* [WHAT IS NEEDED] Below are some records; reproduce every one of them exactly.

* [PROVIDED INFORMATION]
###
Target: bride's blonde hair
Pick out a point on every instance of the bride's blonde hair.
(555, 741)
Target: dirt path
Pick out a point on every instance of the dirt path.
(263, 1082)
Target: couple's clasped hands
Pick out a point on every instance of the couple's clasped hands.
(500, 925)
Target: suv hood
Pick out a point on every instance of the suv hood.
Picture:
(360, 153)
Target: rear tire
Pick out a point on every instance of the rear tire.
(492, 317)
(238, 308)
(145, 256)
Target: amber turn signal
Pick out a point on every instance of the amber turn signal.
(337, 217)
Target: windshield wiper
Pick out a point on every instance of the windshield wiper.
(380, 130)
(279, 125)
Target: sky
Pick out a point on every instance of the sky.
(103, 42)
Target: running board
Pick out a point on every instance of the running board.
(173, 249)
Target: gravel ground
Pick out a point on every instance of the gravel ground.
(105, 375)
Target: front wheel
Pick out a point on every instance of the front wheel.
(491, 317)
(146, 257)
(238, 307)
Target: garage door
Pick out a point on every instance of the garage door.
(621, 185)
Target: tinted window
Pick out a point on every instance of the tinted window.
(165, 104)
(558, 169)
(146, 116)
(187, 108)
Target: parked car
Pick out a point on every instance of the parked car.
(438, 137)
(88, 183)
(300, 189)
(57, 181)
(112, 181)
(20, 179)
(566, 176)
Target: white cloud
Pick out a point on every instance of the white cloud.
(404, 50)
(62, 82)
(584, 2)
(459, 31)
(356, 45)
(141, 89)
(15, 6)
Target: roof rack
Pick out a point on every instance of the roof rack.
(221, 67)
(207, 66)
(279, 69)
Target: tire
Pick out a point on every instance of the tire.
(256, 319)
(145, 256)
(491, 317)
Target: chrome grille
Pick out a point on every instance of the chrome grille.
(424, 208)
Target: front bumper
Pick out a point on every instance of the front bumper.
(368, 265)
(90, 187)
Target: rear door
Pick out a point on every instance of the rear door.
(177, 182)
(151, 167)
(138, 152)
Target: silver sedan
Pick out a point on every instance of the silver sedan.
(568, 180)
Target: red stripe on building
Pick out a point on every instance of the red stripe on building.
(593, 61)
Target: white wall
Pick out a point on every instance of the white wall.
###
* [REPLY TO THE EXERCISE]
Target: bride's blonde hair
Pick out a point on every instance of the bride's blonde hair.
(555, 741)
Target: dirt path
Pick out a point on every instance of the dirt path.
(263, 1082)
Target: couple's clasped hands
Pick out a point on every instance of the couple's clasped hands.
(500, 925)
Target: suv hood
Pick out a point on every instance of the suv hood.
Picture:
(360, 153)
Target: rear tire
Pick out a point on every instance of the rear tire.
(492, 317)
(238, 308)
(145, 256)
Target: amber turn signal
Pick out a point on every instance of the amber turn signal.
(337, 217)
Target: windshield wiper
Pick out a point on every instance of the windshield wiper.
(380, 130)
(279, 125)
Target: sky
Pick out a point on every instance of the sky.
(103, 42)
Target: running board
Pick out a point on every instance of the running board.
(173, 249)
Target: gravel ground
Pick out a point on every instance of the gravel ground.
(105, 375)
Target: front wheel
Pick out a point on every instance of the front wheel.
(491, 317)
(146, 257)
(238, 307)
Target: garage door
Pick out a point on every instance of the garage door.
(621, 185)
Target: tinted window
Pick out a point on every instance of the tinted window.
(165, 104)
(558, 169)
(146, 116)
(187, 108)
Target: parked car
Pick out a point on every instance of the parked car.
(438, 137)
(88, 183)
(300, 189)
(57, 181)
(112, 181)
(20, 179)
(566, 176)
Target: white cloud
Pick out a point on every instance of the white cloud.
(404, 50)
(62, 82)
(584, 2)
(459, 31)
(356, 45)
(141, 89)
(15, 6)
Target: roof rack
Pick out a point on every instance of the roof rack.
(221, 67)
(207, 66)
(279, 69)
Target: tire
Pick out a point on every instance of the tire.
(256, 319)
(145, 256)
(491, 317)
Target: chrome grille
Pick out a point on every instance of the chrome grille.
(424, 208)
Target: front bumper
Pick out a point on every instance of the front bumper.
(368, 265)
(90, 187)
Target: rear door
Pick out a point on every instance of the rear door.
(177, 182)
(151, 167)
(138, 152)
Target: silver sedan
Pick out a point on every instance of the silver sedan.
(568, 180)
Target: red stripe on building
Pick out a point on every instance of the red stripe on building.
(593, 61)
Target: white wall
Pick out a point on every instance of the white wall.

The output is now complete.